DATA PROVIDED:
* * * *
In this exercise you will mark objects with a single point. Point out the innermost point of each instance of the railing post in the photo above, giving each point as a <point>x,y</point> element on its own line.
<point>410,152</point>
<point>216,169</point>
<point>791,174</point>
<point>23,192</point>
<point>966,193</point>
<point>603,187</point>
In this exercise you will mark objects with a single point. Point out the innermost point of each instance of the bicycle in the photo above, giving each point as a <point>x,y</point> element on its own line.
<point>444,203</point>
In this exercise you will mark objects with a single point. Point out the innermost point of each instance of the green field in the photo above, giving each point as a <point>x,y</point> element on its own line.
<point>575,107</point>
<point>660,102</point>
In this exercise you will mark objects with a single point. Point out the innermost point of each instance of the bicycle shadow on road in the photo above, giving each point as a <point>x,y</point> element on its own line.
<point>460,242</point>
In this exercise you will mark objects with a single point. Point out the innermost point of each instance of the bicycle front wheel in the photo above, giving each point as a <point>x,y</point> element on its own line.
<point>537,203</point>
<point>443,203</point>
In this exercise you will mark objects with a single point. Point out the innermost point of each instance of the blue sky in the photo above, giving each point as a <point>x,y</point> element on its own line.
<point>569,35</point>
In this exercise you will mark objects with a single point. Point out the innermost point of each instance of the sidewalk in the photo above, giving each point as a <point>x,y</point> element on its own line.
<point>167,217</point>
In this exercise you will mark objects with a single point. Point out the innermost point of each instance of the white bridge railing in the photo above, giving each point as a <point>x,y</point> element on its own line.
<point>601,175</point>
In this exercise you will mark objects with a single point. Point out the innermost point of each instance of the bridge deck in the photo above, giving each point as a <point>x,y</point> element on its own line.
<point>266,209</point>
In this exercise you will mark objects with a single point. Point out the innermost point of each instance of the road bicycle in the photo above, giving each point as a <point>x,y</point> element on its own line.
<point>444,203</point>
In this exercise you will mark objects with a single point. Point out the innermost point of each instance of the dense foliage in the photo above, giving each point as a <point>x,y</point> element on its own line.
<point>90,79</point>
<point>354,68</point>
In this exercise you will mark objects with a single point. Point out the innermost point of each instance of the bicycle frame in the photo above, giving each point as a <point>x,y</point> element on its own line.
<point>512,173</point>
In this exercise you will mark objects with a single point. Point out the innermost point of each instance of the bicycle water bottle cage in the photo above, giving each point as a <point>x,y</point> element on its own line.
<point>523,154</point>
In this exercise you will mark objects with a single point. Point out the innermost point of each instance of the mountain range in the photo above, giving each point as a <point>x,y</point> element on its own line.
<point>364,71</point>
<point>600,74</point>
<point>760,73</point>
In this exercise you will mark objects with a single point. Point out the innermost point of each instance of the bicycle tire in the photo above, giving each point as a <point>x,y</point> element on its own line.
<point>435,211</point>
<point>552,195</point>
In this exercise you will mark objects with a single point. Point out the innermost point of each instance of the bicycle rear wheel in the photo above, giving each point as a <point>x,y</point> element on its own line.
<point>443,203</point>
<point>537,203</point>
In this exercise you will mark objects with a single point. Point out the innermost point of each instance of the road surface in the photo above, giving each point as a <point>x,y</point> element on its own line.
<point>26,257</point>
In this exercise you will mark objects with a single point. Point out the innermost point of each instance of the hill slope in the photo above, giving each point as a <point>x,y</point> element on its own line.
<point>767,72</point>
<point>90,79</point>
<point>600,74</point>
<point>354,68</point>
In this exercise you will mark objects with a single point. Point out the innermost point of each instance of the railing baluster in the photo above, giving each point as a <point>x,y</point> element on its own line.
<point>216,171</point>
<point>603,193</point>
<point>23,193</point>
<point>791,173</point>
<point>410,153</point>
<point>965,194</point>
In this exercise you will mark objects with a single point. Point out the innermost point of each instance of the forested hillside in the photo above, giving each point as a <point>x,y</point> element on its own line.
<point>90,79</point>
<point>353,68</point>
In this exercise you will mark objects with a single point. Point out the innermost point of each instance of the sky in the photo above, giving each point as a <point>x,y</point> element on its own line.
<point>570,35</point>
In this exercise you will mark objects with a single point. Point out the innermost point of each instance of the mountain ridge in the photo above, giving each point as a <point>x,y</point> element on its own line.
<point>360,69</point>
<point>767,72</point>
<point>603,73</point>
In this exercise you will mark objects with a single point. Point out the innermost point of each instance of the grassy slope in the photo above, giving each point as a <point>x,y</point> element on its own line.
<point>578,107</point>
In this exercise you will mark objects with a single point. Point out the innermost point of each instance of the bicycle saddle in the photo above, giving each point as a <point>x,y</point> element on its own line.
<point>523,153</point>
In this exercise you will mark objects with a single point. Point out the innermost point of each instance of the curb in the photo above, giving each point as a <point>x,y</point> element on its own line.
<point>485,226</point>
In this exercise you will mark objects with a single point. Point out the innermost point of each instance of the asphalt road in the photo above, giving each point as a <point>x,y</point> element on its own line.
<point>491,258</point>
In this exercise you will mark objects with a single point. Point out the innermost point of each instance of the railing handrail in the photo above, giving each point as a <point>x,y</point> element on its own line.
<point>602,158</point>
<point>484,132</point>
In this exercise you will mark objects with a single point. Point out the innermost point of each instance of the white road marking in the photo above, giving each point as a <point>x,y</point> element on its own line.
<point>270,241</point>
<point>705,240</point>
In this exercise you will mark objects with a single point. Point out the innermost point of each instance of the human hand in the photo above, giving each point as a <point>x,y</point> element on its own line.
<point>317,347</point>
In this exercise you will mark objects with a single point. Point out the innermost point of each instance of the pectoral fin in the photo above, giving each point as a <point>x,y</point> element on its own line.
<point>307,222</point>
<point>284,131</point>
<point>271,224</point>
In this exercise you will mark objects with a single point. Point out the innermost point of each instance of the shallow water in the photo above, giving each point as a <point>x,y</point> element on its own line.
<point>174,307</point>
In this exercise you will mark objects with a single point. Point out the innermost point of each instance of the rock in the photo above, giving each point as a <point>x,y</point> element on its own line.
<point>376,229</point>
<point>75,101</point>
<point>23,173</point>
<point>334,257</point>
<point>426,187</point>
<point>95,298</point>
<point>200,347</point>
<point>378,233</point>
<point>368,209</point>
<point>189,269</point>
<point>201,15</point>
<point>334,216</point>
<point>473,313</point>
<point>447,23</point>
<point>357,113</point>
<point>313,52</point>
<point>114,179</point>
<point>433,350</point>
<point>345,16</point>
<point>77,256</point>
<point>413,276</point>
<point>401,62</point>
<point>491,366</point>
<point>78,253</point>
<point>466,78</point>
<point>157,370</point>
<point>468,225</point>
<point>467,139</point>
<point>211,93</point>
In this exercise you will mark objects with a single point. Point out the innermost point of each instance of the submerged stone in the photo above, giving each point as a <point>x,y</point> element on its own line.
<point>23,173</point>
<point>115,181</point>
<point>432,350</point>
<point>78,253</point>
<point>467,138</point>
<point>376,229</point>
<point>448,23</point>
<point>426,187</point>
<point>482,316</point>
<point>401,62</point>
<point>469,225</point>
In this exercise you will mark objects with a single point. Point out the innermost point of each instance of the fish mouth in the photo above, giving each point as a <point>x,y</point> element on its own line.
* * * *
Print all of the records above again, word for word, leaving out nothing and changing nothing.

REPLY TO THE EXERCISE:
In this exercise you will mark objects with a single point. Point out the innermost point of each instance of the railing post in the photo above, giving each point as a <point>x,y</point> element on its own line.
<point>410,152</point>
<point>216,169</point>
<point>791,174</point>
<point>23,192</point>
<point>966,193</point>
<point>603,187</point>
In this exercise you will mark objects with a single point. Point out the innermost point of each instance of the bicycle in the photo above, giving each point as a <point>x,y</point> element on its own line.
<point>444,203</point>
In this exercise you will mark objects with a single point. Point out the innermost point of each instance of the green field in the photo above, giving each point as a <point>x,y</point> element on its own line.
<point>575,107</point>
<point>660,102</point>
In this exercise you will mark objects with a single point. Point out the innermost point of each instance of the bicycle shadow on road in the photo above, giving each point as a <point>x,y</point> element on its own line.
<point>460,242</point>
In this exercise you will mark objects with a single point. Point out the innermost point of each instance of the bicycle front wheel in the photo above, giving each point as a <point>x,y</point> element on its own line.
<point>537,203</point>
<point>443,203</point>
In this exercise you will mark objects with a single point. Point out the innermost point of each instance of the blue sky in the photo above, giving each point as a <point>x,y</point> element on its own line.
<point>569,35</point>
In this exercise you will mark objects with a single point. Point out the innermost point of each instance of the sidewalk in the photo above, giving each point as a <point>x,y</point> element on its own line.
<point>167,217</point>
In this exercise you will mark objects with a single point. Point out the innermost point of each instance of the white bridge railing in the photo above, giving each point as a <point>x,y</point> element on its own line.
<point>601,175</point>
In this exercise you will mark objects with a single point. Point out the innermost point of each instance of the bridge deck in the photo above, giving each point as a <point>x,y</point> element on its own line.
<point>266,209</point>
In this exercise you will mark objects with a single point. Point out the innermost point of each instance of the road bicycle in the photo above, giving each point as a <point>x,y</point> element on its own line.
<point>444,203</point>
In this exercise you will mark objects with a single point. Point out the innermost point of each instance of the dense foliage in the photo above, giving each point as a <point>x,y</point> element on its own line.
<point>90,79</point>
<point>354,68</point>
In this exercise you will mark objects with a single point. Point out the innermost point of each instance of the bicycle frame in the photo above, giving each point as a <point>x,y</point> element on its own line.
<point>512,173</point>
In this exercise you will mark objects with a single point. Point out the innermost point of each instance of the bicycle water bottle cage in the photo above, giving each point as a <point>x,y</point> element on its own line.
<point>523,154</point>
In this exercise you will mark objects with a single point. Point out the innermost point of each instance of the mountain range in the photo above, giving each point as a <point>x,y</point> element on its own line.
<point>364,71</point>
<point>600,74</point>
<point>760,73</point>
In this exercise you will mark objects with a single point. Point out the innermost point of each instance of the bicycle tire in the photo above, giving each point as a <point>x,y</point> element on its own line.
<point>435,211</point>
<point>552,195</point>
In this exercise you will mark objects with a single point. Point out the innermost point of each instance of the bicycle rear wheel in the photo above, giving each point as a <point>x,y</point> element on its own line.
<point>443,203</point>
<point>537,203</point>
In this exercise you will mark objects with a single point. Point out the innermost point of each instance of the road surface in the photo above, giving each point as a <point>x,y</point> element on its own line.
<point>26,257</point>
In this exercise you will mark objects with a single point. Point out the innermost point of each instance of the hill slope in the photo above, giving each point as a <point>x,y</point> element on its own line.
<point>767,72</point>
<point>90,79</point>
<point>600,74</point>
<point>354,68</point>
In this exercise you will mark objects with a single point. Point out the innermost point of each instance of the railing baluster in the photo above, giving each point as a <point>x,y</point> element on its own line.
<point>216,171</point>
<point>603,193</point>
<point>23,193</point>
<point>791,173</point>
<point>410,153</point>
<point>965,194</point>
In this exercise you will mark objects with a single point. Point out the innermost point of each instance of the forested hillside in the photo above, giving each point as a <point>x,y</point> element on its own line.
<point>90,79</point>
<point>353,68</point>
In this exercise you will mark objects with a single point. Point out the innermost point of each instance of the sky in the photo above, giving each point as a <point>x,y</point> element on its own line.
<point>570,35</point>
In this exercise you will mark objects with a single point. Point out the innermost point of each instance of the mountain ridge in the photo above, giving each point as a <point>x,y</point> element on its own line.
<point>360,69</point>
<point>767,72</point>
<point>603,73</point>
In this exercise you will mark objects with a single point. Point out the innermost point of each instance of the grassy slope in the photo above, giving each point as a <point>x,y</point> element on its own line.
<point>578,107</point>
In this exercise you will mark objects with a single point. Point out the innermost point of each instance of the bicycle saddle in the photo above, giving each point as a <point>x,y</point> element on its own line.
<point>523,153</point>
In this exercise you will mark objects with a single point. Point out the innermost point of each instance of the curb in the photo above, giving each point as a <point>x,y</point> element on its own line.
<point>485,226</point>
In this exercise you will mark objects with a single point. Point out the innermost point of each instance of the asphalt road in the photo above, giving each point as a <point>x,y</point> element on its own line.
<point>491,258</point>
In this exercise you will mark objects with a single point. Point out the innermost point of each instance of the railing handrail in the photo above, giving each point as a <point>x,y</point> element on its own line.
<point>602,158</point>
<point>484,132</point>
In this exercise you will mark objects with a single point. Point out the innermost point of each instance of the white road marking in the photo above, giving each point as a <point>x,y</point> element on its own line.
<point>270,241</point>
<point>705,240</point>
In this exercise you will mark objects with a single point. Point out the innermost point of each instance of the human hand in the photo above, giving each point as a <point>x,y</point> element on its own line.
<point>317,347</point>
In this exercise you will mark objects with a single point. Point out the innermost point of each instance of the pectoral fin in the photo above, giving each point as a <point>x,y</point> element on its own line.
<point>307,222</point>
<point>284,131</point>
<point>271,224</point>
In this exercise you will mark objects with a single point. Point out the innermost point of each instance of the shallow water in the photo above, giving each point as a <point>x,y</point> element on its own line.
<point>174,307</point>
In this exercise you will mark objects with a single point. Point out the innermost point of each instance of the rock in the photo above, giving each point as a <point>x,y</point> element on its own line.
<point>376,229</point>
<point>75,101</point>
<point>23,173</point>
<point>334,257</point>
<point>426,187</point>
<point>95,298</point>
<point>200,347</point>
<point>378,233</point>
<point>368,209</point>
<point>189,269</point>
<point>201,15</point>
<point>334,216</point>
<point>473,313</point>
<point>447,23</point>
<point>357,113</point>
<point>313,52</point>
<point>114,179</point>
<point>433,350</point>
<point>345,16</point>
<point>77,256</point>
<point>413,276</point>
<point>401,62</point>
<point>491,366</point>
<point>78,253</point>
<point>466,78</point>
<point>157,370</point>
<point>468,225</point>
<point>467,139</point>
<point>211,93</point>
In this exercise you will mark objects with a single point. Point out the innermost point of each instance of the submerged stone in the photo above, giving each point as a <point>x,y</point> element on its own line.
<point>23,173</point>
<point>115,181</point>
<point>432,350</point>
<point>78,253</point>
<point>467,138</point>
<point>376,229</point>
<point>448,23</point>
<point>426,187</point>
<point>482,316</point>
<point>401,62</point>
<point>469,225</point>
In this exercise you will mark objects with a single point. Point out the innermost point of each instance of the fish mouth in the photo above, giving each point as a <point>x,y</point> element on its own line.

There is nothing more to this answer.